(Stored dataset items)

[start]

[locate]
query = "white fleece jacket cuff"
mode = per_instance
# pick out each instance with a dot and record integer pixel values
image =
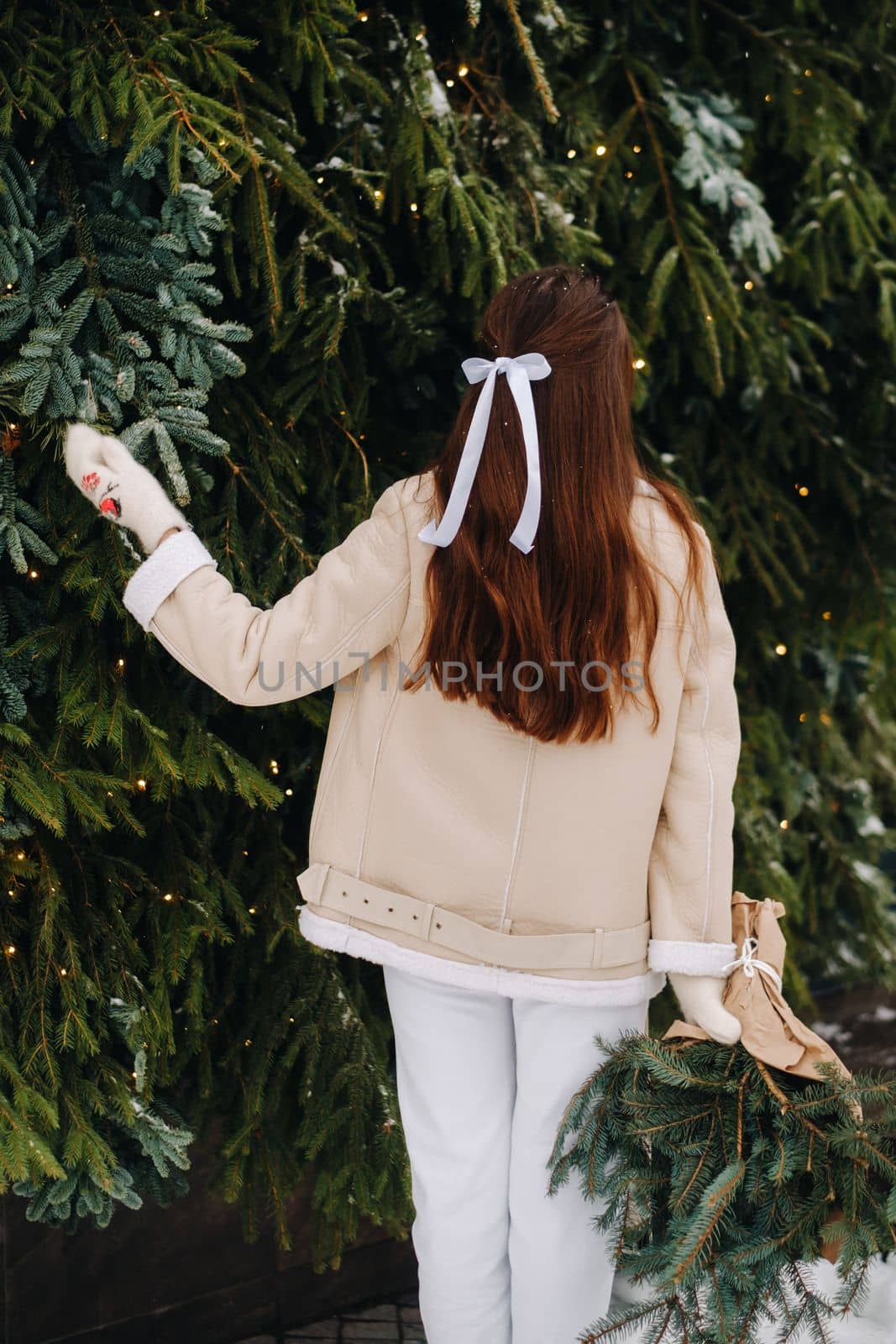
(691, 958)
(160, 575)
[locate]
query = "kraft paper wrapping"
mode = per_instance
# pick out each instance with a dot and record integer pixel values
(770, 1032)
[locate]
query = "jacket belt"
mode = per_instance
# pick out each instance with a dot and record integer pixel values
(322, 885)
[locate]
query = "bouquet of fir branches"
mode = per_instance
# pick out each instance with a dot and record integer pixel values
(723, 1173)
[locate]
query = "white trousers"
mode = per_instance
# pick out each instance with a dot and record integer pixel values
(483, 1082)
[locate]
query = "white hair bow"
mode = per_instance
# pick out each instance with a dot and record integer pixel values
(520, 373)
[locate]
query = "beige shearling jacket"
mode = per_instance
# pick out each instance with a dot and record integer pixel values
(448, 843)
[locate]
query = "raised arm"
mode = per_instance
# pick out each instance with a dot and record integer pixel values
(349, 608)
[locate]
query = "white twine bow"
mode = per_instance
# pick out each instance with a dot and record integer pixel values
(520, 373)
(752, 964)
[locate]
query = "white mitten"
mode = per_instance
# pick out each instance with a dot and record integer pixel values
(700, 999)
(107, 474)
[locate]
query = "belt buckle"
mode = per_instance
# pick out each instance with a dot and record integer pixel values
(597, 954)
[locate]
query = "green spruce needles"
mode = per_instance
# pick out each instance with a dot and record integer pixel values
(720, 1179)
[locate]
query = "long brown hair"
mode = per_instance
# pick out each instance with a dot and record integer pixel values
(584, 589)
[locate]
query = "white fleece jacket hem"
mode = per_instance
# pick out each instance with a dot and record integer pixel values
(160, 575)
(513, 984)
(691, 958)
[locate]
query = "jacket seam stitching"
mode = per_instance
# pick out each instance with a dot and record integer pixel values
(524, 803)
(376, 763)
(322, 785)
(347, 638)
(712, 795)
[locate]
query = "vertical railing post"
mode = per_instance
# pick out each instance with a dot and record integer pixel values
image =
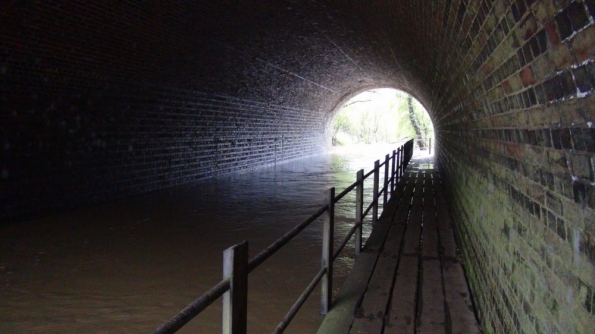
(235, 301)
(359, 211)
(401, 163)
(399, 154)
(392, 172)
(376, 190)
(386, 190)
(327, 253)
(430, 145)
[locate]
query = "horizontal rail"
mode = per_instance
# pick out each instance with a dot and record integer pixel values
(192, 310)
(346, 191)
(301, 300)
(275, 246)
(368, 209)
(345, 241)
(325, 273)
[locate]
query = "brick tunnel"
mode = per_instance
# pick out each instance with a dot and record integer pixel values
(105, 100)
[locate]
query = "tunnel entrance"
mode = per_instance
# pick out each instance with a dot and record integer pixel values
(379, 116)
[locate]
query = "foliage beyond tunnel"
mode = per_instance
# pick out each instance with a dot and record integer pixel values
(381, 116)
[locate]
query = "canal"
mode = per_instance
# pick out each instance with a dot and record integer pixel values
(130, 265)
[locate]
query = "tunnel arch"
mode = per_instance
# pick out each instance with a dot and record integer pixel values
(383, 91)
(106, 101)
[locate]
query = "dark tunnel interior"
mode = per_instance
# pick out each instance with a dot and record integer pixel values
(105, 100)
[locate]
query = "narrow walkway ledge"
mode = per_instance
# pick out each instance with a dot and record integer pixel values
(408, 278)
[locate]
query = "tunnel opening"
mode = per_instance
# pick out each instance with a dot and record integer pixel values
(381, 116)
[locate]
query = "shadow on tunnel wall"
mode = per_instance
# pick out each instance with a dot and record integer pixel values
(109, 100)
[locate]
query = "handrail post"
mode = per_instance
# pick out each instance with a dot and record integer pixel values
(430, 145)
(359, 211)
(327, 253)
(402, 161)
(375, 194)
(386, 190)
(399, 154)
(392, 173)
(235, 301)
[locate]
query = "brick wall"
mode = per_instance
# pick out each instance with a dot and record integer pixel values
(524, 196)
(105, 100)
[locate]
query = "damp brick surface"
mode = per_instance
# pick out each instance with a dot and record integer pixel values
(101, 101)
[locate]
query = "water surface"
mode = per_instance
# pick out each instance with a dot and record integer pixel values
(128, 266)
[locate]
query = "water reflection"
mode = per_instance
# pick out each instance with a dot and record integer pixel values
(129, 266)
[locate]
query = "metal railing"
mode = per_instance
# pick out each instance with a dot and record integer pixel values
(236, 266)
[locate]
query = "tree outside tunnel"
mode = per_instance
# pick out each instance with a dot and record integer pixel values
(381, 116)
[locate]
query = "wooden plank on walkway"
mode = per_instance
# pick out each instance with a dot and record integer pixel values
(459, 309)
(370, 314)
(401, 315)
(340, 318)
(408, 278)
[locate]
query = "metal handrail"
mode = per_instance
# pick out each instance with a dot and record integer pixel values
(224, 287)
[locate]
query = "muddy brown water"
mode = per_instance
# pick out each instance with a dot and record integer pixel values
(129, 266)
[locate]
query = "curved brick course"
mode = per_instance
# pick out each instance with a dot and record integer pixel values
(104, 100)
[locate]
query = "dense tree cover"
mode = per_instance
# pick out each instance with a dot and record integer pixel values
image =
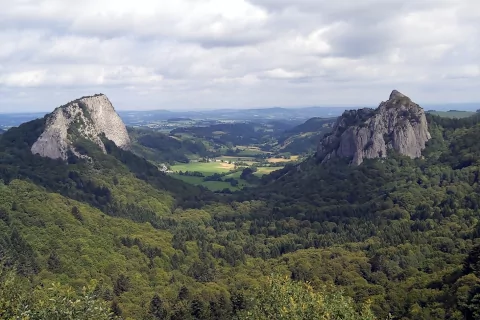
(398, 234)
(234, 134)
(162, 148)
(19, 300)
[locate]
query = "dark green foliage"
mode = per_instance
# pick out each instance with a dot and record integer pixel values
(157, 310)
(166, 149)
(400, 233)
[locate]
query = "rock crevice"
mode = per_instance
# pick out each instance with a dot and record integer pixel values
(397, 124)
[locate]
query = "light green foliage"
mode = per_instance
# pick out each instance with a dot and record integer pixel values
(55, 302)
(284, 299)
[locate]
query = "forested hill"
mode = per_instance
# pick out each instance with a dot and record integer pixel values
(399, 236)
(415, 219)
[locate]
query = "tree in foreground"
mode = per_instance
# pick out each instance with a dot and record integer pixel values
(282, 298)
(19, 301)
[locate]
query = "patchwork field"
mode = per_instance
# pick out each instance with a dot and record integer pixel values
(204, 167)
(214, 185)
(266, 170)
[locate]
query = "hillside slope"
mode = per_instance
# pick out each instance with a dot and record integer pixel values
(401, 233)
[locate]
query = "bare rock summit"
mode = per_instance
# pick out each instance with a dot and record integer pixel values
(397, 124)
(88, 118)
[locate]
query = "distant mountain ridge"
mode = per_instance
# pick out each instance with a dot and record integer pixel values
(86, 118)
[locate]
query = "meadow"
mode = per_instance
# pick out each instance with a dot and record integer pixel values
(206, 168)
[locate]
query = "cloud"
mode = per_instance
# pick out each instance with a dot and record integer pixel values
(237, 53)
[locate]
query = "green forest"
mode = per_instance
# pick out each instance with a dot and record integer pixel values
(114, 238)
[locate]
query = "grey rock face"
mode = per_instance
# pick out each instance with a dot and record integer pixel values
(397, 124)
(87, 117)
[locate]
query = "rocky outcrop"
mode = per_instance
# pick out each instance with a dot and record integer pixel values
(397, 124)
(87, 117)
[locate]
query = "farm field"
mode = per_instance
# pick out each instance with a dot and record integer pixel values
(453, 114)
(204, 167)
(276, 160)
(213, 185)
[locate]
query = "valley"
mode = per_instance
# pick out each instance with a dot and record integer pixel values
(356, 217)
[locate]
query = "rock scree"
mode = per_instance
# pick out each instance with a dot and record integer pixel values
(88, 118)
(397, 124)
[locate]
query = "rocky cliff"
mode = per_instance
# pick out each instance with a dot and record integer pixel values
(397, 124)
(87, 117)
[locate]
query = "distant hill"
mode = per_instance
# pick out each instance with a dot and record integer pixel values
(305, 137)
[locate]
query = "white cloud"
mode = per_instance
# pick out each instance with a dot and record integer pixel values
(237, 53)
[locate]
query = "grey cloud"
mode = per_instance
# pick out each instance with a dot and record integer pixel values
(205, 53)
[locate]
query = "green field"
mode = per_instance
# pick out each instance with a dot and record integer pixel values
(212, 185)
(453, 113)
(266, 170)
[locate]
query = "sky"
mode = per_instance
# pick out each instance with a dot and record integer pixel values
(207, 54)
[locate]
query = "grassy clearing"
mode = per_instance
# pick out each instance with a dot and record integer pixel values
(266, 170)
(213, 185)
(204, 167)
(453, 114)
(276, 160)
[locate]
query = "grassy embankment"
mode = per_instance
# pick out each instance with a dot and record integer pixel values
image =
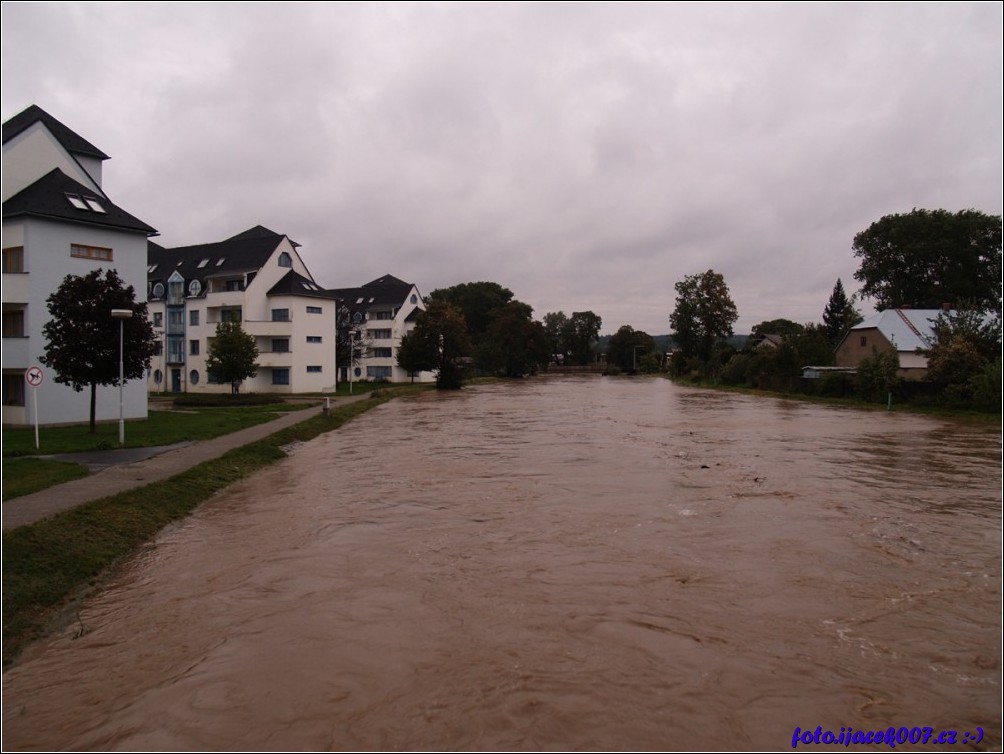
(850, 403)
(50, 564)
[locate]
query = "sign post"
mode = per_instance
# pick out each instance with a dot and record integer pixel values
(33, 377)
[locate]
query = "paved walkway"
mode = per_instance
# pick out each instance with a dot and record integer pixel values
(124, 469)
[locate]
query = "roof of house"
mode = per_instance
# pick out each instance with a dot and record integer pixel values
(294, 284)
(384, 291)
(56, 196)
(70, 140)
(908, 329)
(240, 254)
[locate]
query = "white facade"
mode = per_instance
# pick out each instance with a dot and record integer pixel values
(291, 318)
(37, 252)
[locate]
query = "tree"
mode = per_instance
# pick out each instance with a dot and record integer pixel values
(839, 315)
(438, 343)
(555, 324)
(82, 337)
(232, 355)
(514, 344)
(626, 346)
(930, 257)
(705, 312)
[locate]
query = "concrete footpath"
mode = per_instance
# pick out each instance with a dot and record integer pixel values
(126, 469)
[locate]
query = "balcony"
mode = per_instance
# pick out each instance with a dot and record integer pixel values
(280, 358)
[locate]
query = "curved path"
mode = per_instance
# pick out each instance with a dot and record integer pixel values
(126, 469)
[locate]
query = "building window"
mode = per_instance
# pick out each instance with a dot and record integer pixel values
(13, 390)
(13, 323)
(13, 259)
(90, 252)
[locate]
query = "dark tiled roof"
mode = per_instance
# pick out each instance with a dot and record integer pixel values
(294, 284)
(47, 198)
(71, 141)
(384, 291)
(259, 231)
(235, 255)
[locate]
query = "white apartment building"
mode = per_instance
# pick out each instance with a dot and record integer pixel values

[end]

Reproduce the rows verbatim, everything from the very beginning down to and including the line that contains "(483, 1082)". Omit the pictures from your reproduction.

[locate]
query = "white fleece jacket cuff"
mode = per_instance
# pick out each instance with a dot and record integer pixel values
image =
(691, 958)
(160, 575)
[locate]
query = "kraft paper wrapping"
mode = per_instance
# pick out each instance with a dot and record integer pixel values
(770, 1032)
[locate]
query = "jacket belt"
mode = per_instance
# pick out each instance with a dot and record integer pixel values
(322, 885)
[locate]
query = "bouquet of fir branches"
mode = per_instance
# pick out each instance with a dot and record integer pixel values
(723, 1173)
[locate]
query = "white trousers"
mode = per_instance
# pick out each instance with a dot and record integer pixel values
(483, 1082)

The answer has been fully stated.